**** Record excerpts ****
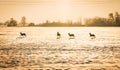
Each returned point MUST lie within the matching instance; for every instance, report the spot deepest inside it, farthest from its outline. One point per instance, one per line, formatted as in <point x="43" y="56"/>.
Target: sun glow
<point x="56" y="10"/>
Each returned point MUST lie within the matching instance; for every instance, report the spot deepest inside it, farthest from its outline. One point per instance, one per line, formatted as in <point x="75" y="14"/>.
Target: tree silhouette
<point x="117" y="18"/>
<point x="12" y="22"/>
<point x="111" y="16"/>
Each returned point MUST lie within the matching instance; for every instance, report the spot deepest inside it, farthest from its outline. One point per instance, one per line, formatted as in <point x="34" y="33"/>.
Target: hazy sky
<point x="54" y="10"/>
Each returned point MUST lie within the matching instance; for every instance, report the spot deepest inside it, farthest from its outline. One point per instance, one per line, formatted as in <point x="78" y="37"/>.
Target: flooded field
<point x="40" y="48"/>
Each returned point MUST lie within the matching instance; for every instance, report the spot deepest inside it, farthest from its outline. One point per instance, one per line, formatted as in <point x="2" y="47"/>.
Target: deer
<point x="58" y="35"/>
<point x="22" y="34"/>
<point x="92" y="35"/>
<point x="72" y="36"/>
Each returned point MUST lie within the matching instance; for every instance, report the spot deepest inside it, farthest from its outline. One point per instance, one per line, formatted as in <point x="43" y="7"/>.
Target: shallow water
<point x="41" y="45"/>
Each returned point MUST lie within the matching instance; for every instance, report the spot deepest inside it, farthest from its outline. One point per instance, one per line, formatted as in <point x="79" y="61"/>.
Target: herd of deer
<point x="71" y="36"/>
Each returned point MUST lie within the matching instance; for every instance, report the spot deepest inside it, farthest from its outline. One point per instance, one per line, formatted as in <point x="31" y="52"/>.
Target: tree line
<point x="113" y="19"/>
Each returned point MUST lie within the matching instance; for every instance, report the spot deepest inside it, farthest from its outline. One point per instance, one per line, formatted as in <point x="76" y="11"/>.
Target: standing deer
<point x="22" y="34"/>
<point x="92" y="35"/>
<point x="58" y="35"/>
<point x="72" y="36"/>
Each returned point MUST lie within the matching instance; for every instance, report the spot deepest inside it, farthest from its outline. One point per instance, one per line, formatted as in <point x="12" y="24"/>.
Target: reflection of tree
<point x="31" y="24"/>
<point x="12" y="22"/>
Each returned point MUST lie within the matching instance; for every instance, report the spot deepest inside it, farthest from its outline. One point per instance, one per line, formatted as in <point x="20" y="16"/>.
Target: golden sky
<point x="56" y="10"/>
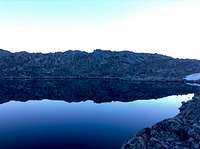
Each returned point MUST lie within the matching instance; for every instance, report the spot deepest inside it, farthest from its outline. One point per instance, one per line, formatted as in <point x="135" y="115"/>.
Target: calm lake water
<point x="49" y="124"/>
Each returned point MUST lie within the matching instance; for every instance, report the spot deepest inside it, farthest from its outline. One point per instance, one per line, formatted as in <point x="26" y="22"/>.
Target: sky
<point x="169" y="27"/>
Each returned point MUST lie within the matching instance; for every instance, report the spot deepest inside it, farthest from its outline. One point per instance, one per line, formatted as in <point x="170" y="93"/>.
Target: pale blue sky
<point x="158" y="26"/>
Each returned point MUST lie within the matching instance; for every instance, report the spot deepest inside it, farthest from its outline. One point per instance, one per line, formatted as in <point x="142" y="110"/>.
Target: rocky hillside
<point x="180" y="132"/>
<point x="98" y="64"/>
****
**** Record excerpts ****
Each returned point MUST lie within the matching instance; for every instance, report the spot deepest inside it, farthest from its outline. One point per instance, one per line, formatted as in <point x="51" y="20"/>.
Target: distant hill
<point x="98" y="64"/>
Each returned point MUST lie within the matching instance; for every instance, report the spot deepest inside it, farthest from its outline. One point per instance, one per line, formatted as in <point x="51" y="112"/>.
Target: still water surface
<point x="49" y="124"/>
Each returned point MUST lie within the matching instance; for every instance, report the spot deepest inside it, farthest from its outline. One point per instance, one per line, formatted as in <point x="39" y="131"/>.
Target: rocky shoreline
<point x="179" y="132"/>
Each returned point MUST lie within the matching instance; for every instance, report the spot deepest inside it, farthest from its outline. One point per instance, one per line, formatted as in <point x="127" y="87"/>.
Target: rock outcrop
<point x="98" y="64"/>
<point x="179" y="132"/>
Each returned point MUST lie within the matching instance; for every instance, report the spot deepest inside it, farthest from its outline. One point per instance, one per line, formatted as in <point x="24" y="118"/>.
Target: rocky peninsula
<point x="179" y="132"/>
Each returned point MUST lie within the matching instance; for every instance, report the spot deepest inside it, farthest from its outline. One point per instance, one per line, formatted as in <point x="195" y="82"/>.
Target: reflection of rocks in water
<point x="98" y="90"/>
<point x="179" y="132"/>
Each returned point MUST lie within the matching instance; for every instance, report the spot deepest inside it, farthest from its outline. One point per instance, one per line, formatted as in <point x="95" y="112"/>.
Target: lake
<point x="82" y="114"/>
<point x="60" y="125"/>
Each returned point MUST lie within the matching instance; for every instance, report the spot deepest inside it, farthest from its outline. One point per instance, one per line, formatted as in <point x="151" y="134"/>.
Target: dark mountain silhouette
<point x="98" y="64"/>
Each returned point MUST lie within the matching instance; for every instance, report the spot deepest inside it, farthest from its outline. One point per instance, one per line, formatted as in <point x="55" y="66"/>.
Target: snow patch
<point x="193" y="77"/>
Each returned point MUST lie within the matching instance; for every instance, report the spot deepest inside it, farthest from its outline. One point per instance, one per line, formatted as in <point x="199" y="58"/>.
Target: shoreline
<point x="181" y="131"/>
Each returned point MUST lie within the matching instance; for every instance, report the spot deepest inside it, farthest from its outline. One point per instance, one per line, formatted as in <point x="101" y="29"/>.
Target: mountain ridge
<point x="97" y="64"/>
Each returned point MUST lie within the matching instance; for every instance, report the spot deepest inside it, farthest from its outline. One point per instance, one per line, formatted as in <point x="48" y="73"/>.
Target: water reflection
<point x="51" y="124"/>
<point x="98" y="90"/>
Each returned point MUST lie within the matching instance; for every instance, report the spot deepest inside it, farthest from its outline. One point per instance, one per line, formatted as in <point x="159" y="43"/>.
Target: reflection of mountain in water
****
**** Record excerpts ****
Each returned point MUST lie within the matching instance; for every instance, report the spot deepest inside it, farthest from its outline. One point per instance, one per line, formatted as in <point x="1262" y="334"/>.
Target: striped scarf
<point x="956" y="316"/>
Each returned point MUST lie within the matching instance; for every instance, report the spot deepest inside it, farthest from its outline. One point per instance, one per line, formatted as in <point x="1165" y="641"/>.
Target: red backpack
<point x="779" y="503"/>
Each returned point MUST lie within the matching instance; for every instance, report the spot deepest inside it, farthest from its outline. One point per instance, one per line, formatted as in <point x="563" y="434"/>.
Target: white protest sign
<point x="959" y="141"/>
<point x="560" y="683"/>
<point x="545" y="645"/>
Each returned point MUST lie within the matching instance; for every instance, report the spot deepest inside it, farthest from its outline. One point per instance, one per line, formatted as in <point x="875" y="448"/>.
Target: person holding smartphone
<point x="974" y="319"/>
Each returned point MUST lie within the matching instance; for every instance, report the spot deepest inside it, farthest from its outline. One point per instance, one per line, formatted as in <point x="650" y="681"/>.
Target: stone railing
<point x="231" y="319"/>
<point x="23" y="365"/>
****
Above are the lines; repeat exactly the ones from the line containing "Target: water reflection" down to the line containing "Target: reflection of mountain in water", both inclusive.

Target: water reflection
<point x="51" y="124"/>
<point x="98" y="90"/>
Each returned point MUST lie within the matching instance; for every instance, report the spot deepest inside it, farthest from its outline. One point per instance, one per line, formatted as in <point x="159" y="43"/>.
Target: reflection of mountain in water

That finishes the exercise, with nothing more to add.